>> START Excerpt

|
 |
 Main | Archive | Issue 3/2008
|
Big Brothers/Big Sisters: 15 Years in Russia
Column: Charity



Big Brothers/Big Sisters, or BBBS, programs have been operating in the U.S. for over a century now and have successfully provided social services for orphans as well as disadvantaged children and youth in Russia the last 15 years.
It all began back in 1992 when participants in the BBBS program in New York and Moscow met and exchanged experience. After that an assistance program for orphans was launched. Soon afterward, several children’s institutions and children living in single-parent homes joined the program. After the first BBBS program was launched in Perm in 1999, the idea caught on in other places. The regional governments provided office space and created some staff positions. Trainers from Moscow, Lithuania, and the U.S. taught local staff workers and psychologists in correspondence with BBBS international standards. From Perm the program quickly expanded to Tyumen, Yoshkar-Ola, Ryazan, Yaroslavl, Kirov, and Tambov. We are happy to have succeeded in matching mentors with hundreds of disadvantaged children and in creating opportunities for friendship, care by adults and hope for a better life in the future.
In 2007, over 400 mentors were selected in Russia for working with children between 7 and 18 years old. BBBS programs in this country provide care for disabled children, orphans, kids from single-parent families as well as children with behavior problems. The latest polls of the parents of the children involved in the program showed that the physical health of 60 percent of the mentored children improved, 80 percent did better in sports, 90 percent performed better in school and the emotional state of 100 percent of the children concerned improved.
Big Brothers/Big Sisters began operating in Moscow in 2006. Currently we are cooperating with four orphanages in the city where more than 300 children who are from 5 to 17 years old live and study. We try to enlist the help of employees of embassies, and Russian and foreign companies--they become a role model for these children. A Big Brother or Big Sister is someone to talk to, confide in, a friend with whom a kid can go to the movies, for a walk . The embassies of the U.S. and Ireland have already become our partners. Justin Harman, the Ambassador of Ireland, for one, is honorary chairman of the BBBS supervisory board. Ernst & Young, Cushman & Wakefield, PricewaterhouseCoopers, Holiday Inn Vinogradovo, the Renaissance Hotel, and the companies TBWA, and Mayfair are all our corporate partners. Seventy five staff members of the mentioned companies are either completing their training for the role of Big Brothers and Big Sisters or are already mentoring their Little Ones. We insist that the very first meeting take place in the child’s home, in a familiar surrounding. Later on, it is not a bad idea to go with the child to the zoo, to the cinema or the theater, visit an exhibition or just have ice cream or go for a walk.

>> END Excerpt
>> START Record set

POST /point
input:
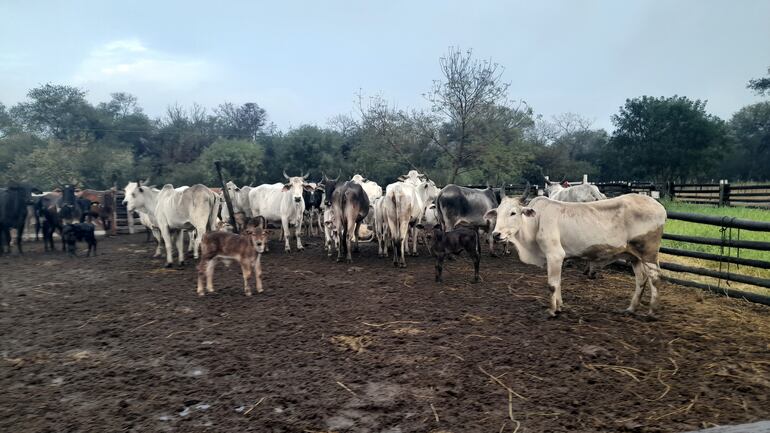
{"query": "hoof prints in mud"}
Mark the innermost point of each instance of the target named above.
(117, 343)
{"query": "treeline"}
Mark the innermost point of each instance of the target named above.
(470, 132)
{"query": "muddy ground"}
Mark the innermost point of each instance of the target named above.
(117, 343)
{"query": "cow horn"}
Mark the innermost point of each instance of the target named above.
(525, 195)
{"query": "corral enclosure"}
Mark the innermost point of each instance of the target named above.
(116, 342)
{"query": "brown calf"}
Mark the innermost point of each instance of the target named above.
(245, 248)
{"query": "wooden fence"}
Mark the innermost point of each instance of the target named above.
(725, 223)
(720, 194)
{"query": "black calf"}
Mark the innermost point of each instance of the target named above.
(442, 244)
(71, 233)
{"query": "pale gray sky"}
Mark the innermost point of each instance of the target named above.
(303, 61)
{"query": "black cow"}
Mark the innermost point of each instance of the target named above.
(13, 214)
(47, 209)
(72, 233)
(463, 237)
(350, 205)
(313, 201)
(70, 210)
(457, 203)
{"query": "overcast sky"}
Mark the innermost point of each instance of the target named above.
(303, 61)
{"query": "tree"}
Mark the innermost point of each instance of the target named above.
(462, 101)
(666, 139)
(240, 122)
(61, 112)
(242, 161)
(760, 85)
(750, 128)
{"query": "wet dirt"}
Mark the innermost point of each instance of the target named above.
(118, 343)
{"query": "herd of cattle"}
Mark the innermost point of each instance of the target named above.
(568, 222)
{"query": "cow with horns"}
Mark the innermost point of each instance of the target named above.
(350, 205)
(282, 203)
(545, 232)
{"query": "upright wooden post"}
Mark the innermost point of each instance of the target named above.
(226, 194)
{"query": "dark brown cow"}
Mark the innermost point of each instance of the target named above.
(245, 248)
(102, 206)
(463, 237)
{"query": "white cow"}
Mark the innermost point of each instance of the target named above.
(403, 209)
(282, 203)
(239, 198)
(143, 200)
(372, 190)
(426, 191)
(575, 194)
(330, 232)
(381, 226)
(195, 208)
(545, 232)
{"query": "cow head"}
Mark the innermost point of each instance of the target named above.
(509, 216)
(232, 188)
(328, 186)
(136, 196)
(296, 185)
(259, 236)
(551, 188)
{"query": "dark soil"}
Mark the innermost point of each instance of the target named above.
(117, 343)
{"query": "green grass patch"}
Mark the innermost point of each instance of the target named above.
(709, 231)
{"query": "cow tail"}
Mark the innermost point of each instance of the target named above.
(398, 213)
(343, 219)
(439, 215)
(213, 211)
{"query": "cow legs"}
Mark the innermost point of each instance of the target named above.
(19, 232)
(286, 234)
(554, 282)
(640, 283)
(246, 270)
(159, 240)
(415, 232)
(298, 233)
(258, 273)
(180, 246)
(439, 267)
(491, 243)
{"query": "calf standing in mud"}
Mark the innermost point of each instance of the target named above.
(462, 237)
(245, 248)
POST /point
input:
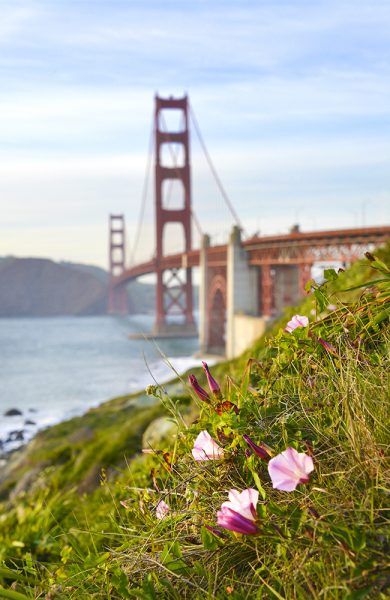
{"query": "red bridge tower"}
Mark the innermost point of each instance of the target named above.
(117, 294)
(174, 286)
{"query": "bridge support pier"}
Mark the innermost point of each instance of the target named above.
(117, 294)
(286, 287)
(243, 326)
(174, 301)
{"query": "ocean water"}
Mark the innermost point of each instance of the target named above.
(54, 368)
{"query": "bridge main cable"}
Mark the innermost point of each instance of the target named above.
(145, 187)
(213, 170)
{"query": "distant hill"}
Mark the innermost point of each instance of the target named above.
(39, 287)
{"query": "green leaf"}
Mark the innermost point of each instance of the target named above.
(209, 540)
(11, 595)
(330, 275)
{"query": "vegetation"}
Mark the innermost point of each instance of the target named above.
(78, 516)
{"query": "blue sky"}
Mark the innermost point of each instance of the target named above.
(292, 97)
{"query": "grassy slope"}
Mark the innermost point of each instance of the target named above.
(71, 535)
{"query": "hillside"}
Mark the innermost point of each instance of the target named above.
(40, 287)
(32, 287)
(86, 514)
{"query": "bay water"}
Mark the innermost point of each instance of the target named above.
(55, 368)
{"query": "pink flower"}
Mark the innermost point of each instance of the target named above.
(296, 321)
(199, 391)
(205, 448)
(289, 468)
(213, 385)
(162, 510)
(239, 513)
(327, 346)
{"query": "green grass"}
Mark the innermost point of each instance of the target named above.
(67, 535)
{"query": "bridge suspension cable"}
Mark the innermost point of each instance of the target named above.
(213, 170)
(144, 195)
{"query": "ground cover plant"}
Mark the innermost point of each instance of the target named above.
(274, 484)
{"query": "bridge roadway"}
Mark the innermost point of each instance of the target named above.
(344, 245)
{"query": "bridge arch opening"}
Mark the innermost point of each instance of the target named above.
(173, 194)
(216, 307)
(172, 155)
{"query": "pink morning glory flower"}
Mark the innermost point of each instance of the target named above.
(199, 391)
(213, 385)
(296, 321)
(205, 448)
(239, 513)
(162, 510)
(289, 468)
(327, 346)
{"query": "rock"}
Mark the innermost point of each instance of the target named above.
(15, 436)
(13, 412)
(159, 433)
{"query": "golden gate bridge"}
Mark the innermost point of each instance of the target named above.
(244, 282)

>> END Record set

Work instructions:
**1.** Copy the stretch of the article on Big Brothers/Big Sisters in Russia from "Big Brothers/Big Sisters, or" through "last 15 years.", switching "over a century" for "more than a hundred years".
**2.** According to the article on Big Brothers/Big Sisters in Russia, in which city was the first BBBS program launched in 1999?

Answers given:
**1.**
Big Brothers/Big Sisters, or BBBS, programs have been operating in the U.S. for more than a hundred years now and have successfully provided social services for orphans as well as disadvantaged children and youth in Russia the last 15 years.

**2.** Perm